Aim of the task: Give the number of lines below that hold the string "table", and nothing more.

Referring expression pointing data:

* * * *

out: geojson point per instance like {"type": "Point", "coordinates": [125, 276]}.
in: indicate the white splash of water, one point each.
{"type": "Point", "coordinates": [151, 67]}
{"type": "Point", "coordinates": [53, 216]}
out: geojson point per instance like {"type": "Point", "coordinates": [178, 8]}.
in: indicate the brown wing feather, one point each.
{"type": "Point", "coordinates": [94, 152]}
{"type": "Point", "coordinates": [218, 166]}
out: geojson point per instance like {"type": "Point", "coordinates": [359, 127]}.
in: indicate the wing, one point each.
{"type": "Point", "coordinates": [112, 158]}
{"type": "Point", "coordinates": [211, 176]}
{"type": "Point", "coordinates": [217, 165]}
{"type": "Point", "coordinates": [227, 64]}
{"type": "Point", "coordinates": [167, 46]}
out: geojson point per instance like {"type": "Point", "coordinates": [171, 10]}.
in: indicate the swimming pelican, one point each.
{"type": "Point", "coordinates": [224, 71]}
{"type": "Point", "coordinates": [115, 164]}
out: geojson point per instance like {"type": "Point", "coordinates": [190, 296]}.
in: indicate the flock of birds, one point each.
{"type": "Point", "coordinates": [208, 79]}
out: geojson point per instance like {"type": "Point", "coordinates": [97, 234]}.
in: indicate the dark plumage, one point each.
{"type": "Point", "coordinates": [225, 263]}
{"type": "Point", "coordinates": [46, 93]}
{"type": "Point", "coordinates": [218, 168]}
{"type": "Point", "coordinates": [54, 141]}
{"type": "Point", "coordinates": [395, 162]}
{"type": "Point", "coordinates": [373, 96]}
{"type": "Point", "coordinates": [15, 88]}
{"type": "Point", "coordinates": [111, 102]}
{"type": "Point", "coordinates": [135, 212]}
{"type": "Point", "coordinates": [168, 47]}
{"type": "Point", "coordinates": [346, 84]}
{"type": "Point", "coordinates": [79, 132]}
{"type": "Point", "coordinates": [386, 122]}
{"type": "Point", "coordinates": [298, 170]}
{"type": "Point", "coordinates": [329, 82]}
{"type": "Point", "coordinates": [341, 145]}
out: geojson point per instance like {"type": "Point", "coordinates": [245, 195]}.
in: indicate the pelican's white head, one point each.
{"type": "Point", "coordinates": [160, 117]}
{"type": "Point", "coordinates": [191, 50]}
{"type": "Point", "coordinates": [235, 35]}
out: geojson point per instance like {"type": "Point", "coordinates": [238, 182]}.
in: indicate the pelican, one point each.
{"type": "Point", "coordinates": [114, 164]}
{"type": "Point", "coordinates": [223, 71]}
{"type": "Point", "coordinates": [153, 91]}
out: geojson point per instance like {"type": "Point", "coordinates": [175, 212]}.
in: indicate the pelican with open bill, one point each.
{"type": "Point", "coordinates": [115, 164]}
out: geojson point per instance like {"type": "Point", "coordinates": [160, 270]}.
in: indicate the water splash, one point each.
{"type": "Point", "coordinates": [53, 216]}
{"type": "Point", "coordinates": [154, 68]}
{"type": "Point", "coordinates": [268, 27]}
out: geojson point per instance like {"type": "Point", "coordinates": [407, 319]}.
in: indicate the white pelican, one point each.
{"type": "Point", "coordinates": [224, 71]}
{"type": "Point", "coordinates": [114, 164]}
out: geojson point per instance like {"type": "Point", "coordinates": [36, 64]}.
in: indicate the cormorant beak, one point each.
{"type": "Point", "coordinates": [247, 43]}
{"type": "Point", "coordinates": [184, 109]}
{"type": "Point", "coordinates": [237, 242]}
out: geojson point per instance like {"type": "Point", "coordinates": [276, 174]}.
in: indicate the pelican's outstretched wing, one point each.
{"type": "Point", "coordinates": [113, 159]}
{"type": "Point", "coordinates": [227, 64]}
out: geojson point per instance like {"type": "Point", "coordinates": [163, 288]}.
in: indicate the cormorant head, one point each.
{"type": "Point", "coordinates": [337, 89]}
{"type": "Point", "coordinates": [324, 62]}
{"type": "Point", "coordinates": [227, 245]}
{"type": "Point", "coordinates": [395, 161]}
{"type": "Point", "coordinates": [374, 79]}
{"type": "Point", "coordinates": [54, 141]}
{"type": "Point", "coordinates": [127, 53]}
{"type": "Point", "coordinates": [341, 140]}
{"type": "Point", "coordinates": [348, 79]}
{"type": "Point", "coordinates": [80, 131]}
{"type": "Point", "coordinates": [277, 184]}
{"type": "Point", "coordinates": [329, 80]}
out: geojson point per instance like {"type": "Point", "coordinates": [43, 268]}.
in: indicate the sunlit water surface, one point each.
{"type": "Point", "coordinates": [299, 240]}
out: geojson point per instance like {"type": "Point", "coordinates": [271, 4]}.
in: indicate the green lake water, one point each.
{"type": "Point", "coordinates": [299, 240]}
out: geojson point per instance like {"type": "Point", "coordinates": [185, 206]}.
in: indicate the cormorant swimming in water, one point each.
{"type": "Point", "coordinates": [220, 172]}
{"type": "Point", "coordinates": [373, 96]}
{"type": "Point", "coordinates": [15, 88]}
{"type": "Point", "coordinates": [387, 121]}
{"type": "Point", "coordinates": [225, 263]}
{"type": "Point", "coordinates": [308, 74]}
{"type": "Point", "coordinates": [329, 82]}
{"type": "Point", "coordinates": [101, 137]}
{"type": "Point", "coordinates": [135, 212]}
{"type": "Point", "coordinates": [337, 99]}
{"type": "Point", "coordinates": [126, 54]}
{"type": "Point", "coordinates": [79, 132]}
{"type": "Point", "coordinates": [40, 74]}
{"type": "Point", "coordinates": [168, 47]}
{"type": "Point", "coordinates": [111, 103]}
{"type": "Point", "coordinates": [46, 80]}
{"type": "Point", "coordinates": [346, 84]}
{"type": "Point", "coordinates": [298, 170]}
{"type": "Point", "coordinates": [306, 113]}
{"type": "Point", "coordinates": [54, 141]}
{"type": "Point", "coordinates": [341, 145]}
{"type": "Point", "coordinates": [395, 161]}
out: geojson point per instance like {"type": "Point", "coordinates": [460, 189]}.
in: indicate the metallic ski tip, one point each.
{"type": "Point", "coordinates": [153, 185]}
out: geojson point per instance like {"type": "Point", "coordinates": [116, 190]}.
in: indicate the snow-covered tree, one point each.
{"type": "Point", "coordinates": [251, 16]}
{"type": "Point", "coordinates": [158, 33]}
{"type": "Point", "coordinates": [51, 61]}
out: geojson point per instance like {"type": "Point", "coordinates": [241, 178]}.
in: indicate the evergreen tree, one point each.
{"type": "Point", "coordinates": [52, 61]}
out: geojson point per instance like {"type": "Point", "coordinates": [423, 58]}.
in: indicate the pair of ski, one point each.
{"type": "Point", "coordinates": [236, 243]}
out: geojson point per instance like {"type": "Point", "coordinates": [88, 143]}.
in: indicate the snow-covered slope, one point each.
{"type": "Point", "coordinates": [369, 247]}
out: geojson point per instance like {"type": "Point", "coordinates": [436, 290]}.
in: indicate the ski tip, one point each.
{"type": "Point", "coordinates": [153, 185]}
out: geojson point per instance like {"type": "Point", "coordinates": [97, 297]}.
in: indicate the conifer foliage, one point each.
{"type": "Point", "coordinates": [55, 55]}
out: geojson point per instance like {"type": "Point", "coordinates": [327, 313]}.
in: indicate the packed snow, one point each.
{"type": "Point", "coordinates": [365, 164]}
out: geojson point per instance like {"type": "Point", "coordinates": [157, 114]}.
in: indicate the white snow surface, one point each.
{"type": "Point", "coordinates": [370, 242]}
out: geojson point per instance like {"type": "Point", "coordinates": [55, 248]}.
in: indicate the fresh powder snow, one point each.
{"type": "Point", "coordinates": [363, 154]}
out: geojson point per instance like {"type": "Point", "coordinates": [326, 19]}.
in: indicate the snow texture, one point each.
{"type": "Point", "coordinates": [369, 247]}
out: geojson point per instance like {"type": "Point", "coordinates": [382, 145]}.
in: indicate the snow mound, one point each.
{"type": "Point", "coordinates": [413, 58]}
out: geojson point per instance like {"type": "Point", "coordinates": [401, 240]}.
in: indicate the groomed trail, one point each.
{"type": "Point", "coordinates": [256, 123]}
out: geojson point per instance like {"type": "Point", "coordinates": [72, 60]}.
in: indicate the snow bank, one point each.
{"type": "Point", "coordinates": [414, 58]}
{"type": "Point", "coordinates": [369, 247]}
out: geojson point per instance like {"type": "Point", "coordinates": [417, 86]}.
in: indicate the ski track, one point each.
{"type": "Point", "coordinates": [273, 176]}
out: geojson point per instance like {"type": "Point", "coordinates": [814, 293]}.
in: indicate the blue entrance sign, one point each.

* * * *

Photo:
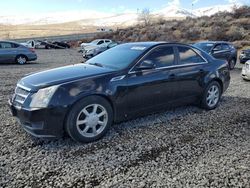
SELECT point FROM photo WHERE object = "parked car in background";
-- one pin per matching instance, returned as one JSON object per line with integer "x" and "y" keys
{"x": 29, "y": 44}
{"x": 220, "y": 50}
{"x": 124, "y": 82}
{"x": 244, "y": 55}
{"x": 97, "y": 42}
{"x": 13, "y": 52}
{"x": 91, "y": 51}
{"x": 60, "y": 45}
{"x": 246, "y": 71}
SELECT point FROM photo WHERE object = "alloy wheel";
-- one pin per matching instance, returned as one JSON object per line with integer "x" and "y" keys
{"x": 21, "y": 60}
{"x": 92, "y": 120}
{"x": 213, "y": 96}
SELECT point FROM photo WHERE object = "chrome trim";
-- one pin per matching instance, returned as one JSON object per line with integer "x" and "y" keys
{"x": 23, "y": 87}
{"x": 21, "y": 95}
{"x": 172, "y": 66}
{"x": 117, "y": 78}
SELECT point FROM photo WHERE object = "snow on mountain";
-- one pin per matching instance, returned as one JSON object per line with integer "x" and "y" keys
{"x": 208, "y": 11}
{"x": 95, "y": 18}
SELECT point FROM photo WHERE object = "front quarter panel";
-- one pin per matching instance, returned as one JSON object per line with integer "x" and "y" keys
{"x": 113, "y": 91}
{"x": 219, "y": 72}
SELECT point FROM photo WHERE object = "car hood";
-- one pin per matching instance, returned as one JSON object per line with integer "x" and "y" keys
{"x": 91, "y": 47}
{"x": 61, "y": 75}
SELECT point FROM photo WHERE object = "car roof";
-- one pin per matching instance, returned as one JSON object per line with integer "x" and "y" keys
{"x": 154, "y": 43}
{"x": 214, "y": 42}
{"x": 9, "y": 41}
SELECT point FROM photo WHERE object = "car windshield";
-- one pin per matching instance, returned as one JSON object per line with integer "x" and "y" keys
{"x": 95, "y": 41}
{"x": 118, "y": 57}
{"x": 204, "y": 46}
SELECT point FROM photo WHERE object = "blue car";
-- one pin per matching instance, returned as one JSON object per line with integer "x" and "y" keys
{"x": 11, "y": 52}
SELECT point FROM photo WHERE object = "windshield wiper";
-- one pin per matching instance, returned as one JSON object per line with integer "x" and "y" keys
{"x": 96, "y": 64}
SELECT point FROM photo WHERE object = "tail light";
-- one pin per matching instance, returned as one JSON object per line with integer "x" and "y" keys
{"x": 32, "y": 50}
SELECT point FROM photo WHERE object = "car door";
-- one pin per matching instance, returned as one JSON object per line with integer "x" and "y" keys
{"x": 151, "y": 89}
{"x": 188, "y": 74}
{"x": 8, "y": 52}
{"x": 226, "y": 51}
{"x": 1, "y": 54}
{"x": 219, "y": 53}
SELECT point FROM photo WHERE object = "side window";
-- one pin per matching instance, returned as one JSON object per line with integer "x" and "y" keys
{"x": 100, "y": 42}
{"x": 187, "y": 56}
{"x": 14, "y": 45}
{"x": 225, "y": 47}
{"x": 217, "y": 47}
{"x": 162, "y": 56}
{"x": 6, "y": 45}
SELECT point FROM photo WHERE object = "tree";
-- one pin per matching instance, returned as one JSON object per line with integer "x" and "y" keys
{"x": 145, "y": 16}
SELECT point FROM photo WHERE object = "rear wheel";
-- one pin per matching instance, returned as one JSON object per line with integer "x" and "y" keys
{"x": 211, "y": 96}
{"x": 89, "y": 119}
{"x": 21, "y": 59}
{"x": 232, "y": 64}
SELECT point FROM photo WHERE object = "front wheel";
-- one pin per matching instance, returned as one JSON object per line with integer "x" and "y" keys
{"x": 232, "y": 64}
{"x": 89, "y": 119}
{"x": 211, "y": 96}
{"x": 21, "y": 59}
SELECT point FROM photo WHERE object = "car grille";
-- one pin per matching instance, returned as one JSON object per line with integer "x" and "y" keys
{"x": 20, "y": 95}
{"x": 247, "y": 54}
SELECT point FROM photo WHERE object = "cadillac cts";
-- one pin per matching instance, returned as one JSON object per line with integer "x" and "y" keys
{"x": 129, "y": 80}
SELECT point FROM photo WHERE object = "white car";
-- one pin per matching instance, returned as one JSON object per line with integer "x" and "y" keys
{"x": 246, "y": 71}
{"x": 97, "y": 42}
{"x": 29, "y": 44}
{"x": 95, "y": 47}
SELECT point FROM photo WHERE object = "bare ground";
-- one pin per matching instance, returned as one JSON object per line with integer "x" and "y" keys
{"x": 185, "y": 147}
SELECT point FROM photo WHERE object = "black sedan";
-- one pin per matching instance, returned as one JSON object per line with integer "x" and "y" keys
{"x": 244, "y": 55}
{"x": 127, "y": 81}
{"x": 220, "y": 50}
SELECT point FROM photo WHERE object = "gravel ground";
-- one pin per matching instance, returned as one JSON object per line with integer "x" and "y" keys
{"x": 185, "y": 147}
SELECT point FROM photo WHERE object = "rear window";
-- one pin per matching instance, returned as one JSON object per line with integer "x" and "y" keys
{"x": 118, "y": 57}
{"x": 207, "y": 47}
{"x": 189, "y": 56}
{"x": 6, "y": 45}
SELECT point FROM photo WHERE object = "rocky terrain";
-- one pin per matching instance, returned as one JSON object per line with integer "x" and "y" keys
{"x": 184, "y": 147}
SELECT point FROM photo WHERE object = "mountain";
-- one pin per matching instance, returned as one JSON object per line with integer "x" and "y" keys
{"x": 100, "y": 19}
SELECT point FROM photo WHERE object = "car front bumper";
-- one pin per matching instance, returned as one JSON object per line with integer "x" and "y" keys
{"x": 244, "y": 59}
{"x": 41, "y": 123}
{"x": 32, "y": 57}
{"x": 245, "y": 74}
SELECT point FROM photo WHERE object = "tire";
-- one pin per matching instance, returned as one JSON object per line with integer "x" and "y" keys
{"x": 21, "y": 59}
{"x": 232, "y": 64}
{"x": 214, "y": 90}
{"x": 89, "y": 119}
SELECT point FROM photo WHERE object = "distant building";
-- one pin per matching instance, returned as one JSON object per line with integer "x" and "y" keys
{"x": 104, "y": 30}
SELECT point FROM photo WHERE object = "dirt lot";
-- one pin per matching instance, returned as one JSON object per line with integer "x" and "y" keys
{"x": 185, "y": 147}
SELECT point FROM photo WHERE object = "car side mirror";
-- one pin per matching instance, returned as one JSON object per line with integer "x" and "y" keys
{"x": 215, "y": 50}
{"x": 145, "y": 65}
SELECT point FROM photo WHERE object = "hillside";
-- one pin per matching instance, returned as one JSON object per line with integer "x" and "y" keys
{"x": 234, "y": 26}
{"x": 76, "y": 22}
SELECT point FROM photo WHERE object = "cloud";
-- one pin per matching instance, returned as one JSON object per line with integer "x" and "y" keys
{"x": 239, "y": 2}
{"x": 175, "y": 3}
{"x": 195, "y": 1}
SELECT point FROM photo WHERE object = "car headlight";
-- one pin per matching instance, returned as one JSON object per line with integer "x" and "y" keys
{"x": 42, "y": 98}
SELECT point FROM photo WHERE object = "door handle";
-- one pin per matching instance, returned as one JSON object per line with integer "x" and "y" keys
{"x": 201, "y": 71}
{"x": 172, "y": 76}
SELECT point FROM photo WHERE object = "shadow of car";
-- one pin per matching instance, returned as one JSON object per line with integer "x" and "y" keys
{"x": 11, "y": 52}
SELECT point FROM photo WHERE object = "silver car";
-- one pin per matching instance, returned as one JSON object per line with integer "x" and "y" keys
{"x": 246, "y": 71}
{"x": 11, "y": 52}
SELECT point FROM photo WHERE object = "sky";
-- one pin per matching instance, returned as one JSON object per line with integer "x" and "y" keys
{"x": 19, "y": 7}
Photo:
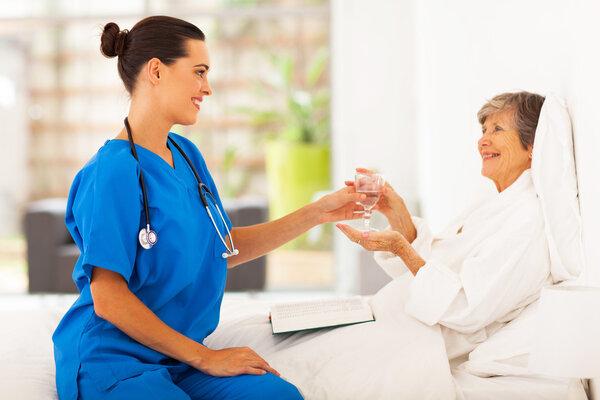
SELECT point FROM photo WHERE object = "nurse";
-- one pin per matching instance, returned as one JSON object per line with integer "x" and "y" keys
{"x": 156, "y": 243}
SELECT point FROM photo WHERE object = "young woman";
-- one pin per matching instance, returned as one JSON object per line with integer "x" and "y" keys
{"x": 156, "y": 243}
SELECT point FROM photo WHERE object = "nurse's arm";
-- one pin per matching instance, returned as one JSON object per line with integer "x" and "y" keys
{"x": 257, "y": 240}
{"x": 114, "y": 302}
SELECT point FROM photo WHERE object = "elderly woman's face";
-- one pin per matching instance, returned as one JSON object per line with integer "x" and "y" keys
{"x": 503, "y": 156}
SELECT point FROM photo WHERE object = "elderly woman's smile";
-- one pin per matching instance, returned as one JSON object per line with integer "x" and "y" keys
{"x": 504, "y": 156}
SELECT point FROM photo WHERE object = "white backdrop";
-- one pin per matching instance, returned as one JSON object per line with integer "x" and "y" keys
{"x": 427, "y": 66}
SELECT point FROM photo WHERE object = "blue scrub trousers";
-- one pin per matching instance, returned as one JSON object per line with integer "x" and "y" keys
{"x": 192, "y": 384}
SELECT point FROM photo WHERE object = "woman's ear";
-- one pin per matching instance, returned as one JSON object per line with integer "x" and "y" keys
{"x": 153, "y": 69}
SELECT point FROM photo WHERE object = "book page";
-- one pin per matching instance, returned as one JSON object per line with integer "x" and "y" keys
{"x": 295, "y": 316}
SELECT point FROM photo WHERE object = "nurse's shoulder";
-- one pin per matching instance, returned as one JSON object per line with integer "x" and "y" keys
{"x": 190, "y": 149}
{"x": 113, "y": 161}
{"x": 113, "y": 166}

* * * *

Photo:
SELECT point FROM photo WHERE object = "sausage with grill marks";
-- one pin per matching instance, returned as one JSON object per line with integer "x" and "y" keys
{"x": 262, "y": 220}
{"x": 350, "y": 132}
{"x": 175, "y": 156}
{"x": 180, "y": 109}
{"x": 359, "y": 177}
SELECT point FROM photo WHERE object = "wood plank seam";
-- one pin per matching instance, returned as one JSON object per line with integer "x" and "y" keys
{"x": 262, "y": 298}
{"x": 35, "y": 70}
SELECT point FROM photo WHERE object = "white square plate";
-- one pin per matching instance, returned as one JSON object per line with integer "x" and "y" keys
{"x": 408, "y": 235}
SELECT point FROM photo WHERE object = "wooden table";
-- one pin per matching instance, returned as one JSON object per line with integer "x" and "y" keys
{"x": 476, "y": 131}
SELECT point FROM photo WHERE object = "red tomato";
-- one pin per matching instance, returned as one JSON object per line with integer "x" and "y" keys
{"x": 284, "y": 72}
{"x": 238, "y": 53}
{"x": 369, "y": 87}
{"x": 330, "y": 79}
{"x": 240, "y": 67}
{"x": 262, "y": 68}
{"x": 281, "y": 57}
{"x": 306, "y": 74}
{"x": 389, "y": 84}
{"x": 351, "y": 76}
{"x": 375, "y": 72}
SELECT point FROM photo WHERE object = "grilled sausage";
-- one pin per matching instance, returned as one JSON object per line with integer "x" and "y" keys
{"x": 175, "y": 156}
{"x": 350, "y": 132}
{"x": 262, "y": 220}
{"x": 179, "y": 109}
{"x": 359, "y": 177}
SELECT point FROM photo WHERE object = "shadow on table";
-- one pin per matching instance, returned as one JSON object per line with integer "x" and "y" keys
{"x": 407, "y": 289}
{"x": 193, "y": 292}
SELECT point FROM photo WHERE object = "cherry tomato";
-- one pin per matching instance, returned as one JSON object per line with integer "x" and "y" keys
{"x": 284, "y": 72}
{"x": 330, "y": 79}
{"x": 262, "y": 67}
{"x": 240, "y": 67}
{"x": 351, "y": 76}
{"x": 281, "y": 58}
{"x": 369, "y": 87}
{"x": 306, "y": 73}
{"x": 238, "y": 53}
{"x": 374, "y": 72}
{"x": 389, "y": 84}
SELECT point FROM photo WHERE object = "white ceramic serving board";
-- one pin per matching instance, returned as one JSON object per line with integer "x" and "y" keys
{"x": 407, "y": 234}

* * * *

Written solution: 2